# Given passage:
##############################

4

HI,

I'm trying to match UK postcodes, using the pattern from http://interim.cabinetoffice.gov.uk/media/291370/bs7666-v2-0-xsd-PostCodeType.htm,

/^[A-Z]{1,2}[0-9R][0-9A-Z]? [0-9][A-Z-[CIKMOV]]{2}$/

I'm using this in PHP, but it doesn't match the valid postcode OL13 0EF. This postcode does match, however, when I remove the -[CIKMOV] character class subtraction.

I get the impression that I'm doing character class subtraction wrong in PHP. I'd be most grateful if anyone could correct my error.

Thanks in advance for your help.

##############################

# Listing:

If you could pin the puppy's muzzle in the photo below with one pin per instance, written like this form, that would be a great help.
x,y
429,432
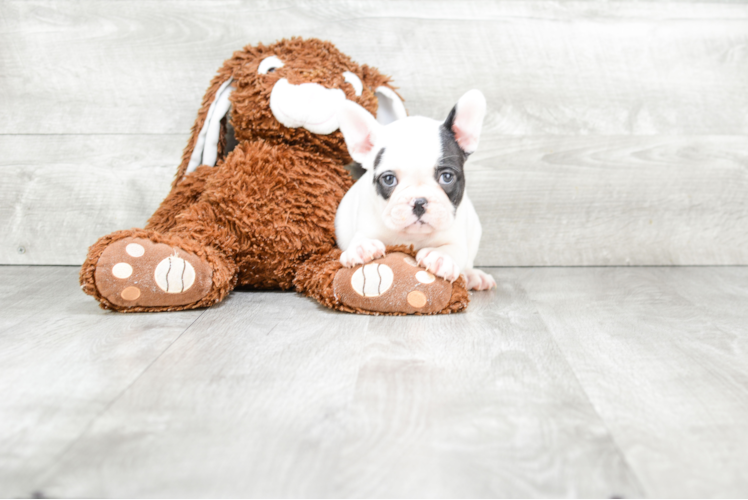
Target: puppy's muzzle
x,y
419,206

##############################

# What you should do:
Extend the forum post about matching UK postcodes with a regular expression in PHP, starting right after its last sentence.

# Response below:
Ross

Ross McFarlane
  • 4,054
  • 4
  • 36
  • 52

4 Answers4

7

Most of the regex flavours do not support character class subtraction. Instead you could use look-ahead assertion:

/^[A-Z]{1,2}[0-9R][0-9A-Z]? [0-9](?!.?[CIKMOV])[A-Z]{2}$/
SilentGhost
  • 307,395
  • 66
  • 306
  • 293
  • I don't really get how this is "cleaner". It is the cooler solution, not doubt, but way more cryptic than the other solutions. – fresskoma Jan 24 '11 at 16:10
  • This is not a pure character class solution and its ambigous. Change the {2} to a {3} a year from now, then try to debug it. –  Jan 24 '11 at 20:21
  • you don't say. tomorrow they'll change to digit-only postcodes, and you'll have to *re-write* the regex altogether! – SilentGhost Jan 24 '11 at 20:29
5

If class subtraction is not supported, you should be able to use negative classes to achieve subtractions.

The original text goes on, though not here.